- ЗАДАНИЕ A
Масштабируйте ответы в листинге между строкой, где стоит «Please place a dot on the woman's lips, one», и концом листинга включительно: выпишите эти строки заново вместе с запросами, умножив каждую координату точек в ответах на 2,2 и округлив до целых (половины вверх). Числа в запросах и образцах формата оставьте без изменений.

- ПРИВЕДЁННЫЙ ОТРЫВОК
• • • •

— Слепила? Пойдем посмотрим.
Моя злополучная щетка, не очищенная от глины, валяется в углу вместе с вылепленной.
— Тут постамента не хватает. Уважать надо предмет, натуру уважать…
Неуверенно пытаюсь что-то поправить. Уважения к щетке у меня действительно нет — мне неинтересно, я только честно выполняю задание, не впуская его внутрь (там и так тесно, как в аквариуме с омарами).
— Подожди, не трогай. Смотри! — и Лена начинает лепить.
Впиваюсь глазами в ее пальцы, пытаюсь поймать каждое движение. («Так смотрят, запоминая», — снова проносится в голове.)
— Теперь пролепи низ — и будет хорошо.
Пролепливаю, думая о чем-то совсем другом.
Закончив, беру папку с терезинскими рисунками и сажусь на пол смотреть.
В перерыве Юлька уговаривает пойти всем вместе в суши-бар около лицея. Утро семинара меня не вымотало — могу и пойти.
Вторая половина дня суматошная и нервная. Говорили о детских рисунках, вручали дипломы, делали театр вещей: в группах выкладывали натюрморт, рисовали его, а потом изображали пантомимой отношения между предметами. Лиза выбрала себе потрясающую лейку. Вообще забавно, когда каждому надо найти вещь, похожую на него.

• • • •

- ЗАДАНИЕ B
Продолжите отрывок о семинаре, на котором лепили щетку, начав сразу после его последней фразы.

[Записи из коллекции]
• • • •

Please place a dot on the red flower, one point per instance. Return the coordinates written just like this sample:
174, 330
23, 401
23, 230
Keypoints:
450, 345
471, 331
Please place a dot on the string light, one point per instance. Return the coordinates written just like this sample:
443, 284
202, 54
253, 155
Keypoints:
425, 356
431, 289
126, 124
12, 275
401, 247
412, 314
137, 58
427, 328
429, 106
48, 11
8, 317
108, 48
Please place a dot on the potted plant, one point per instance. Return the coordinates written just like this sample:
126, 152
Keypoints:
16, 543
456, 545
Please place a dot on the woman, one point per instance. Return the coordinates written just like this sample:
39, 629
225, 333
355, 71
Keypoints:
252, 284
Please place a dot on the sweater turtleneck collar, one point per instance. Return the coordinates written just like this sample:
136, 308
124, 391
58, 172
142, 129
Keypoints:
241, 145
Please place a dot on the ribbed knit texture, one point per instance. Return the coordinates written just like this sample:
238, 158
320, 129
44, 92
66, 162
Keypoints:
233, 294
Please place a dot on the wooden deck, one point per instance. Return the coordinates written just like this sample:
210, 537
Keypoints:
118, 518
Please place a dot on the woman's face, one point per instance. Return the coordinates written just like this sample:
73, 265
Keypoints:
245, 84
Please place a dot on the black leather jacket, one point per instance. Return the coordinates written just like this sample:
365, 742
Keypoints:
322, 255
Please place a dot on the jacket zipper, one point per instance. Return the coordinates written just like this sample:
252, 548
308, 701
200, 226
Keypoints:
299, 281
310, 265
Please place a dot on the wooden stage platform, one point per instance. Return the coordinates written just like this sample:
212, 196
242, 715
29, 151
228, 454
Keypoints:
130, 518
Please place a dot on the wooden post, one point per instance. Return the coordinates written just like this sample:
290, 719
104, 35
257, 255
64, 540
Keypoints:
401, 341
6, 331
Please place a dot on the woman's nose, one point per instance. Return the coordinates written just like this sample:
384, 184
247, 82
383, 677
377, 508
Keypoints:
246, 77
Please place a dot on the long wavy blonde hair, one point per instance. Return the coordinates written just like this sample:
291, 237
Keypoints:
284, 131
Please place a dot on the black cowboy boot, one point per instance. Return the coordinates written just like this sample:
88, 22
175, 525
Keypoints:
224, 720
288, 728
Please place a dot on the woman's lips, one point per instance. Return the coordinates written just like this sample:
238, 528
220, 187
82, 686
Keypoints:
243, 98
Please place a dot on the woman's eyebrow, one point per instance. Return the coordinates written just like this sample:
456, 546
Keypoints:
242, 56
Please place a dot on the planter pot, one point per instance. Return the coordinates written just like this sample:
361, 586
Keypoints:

• • • •

- ОТВЕТ A
Please place a dot on the woman's lips, one point per instance. Return the coordinates written just like this sample:
238, 528
220, 187
82, 686
Keypoints:
535, 216
Please place a dot on the woman's eyebrow, one point per instance. Return the coordinates written just like this sample:
456, 546
Keypoints:
532, 123
Please place a dot on the planter pot, one point per instance. Return the coordinates written just like this sample:
361, 586
Keypoints:

- ОТВЕТ B
В какой-то момент в коридоре натыкаюсь на Маню, замотанную в рыжую тряпку.
— Ты кто?
— А что, не видно? Я катушка.
С хохотом доводим ее образ до ума (или до абсурда?): вдеваем в картонную иголку проволочную нитку с узелком на конце, заматываем колени в еще одну тряпку, ставим в ведро, надеваем на голову голубой тазик и с этим тазиком отправляем на импровизированную сцену. Кому веселее всех — самой Мане, мне или зрителям — неизвестно.
Все разыгрывают миниатюры. Потом Лена вспоминает, что мы делали эти два дня, и возвращается к детским рисункам.
Когда она рассказывает о том, как выжившая сестра Сони Шпицевой готовила курицу для «гостьи из Израиля», я вдруг понимаю что-то, что давно уже не давало мне покоя и что сама Лена в одном из Юлькиных роликов выразила четырьмя словами: «А на что обижаться?» И все становится на свои места. <…>
И вечером мы идем пить «Маргариту». И замечательная Маня по-итальянски просит отпугиватель для комаров (или как это по-русски называется?). Я снова пытаюсь нарисовать Лену. Я знаю каждую морщинку на ее лице — и все равно не могу нарисовать. А зачем рисовать? Куда лучше просто сидеть рядом, и слушать, и смотреть, и думать… Ведь скоро уже ничего не будет — только воспоминание. Когда рисуешь — запоминаешь части. А я хочу запомнить все».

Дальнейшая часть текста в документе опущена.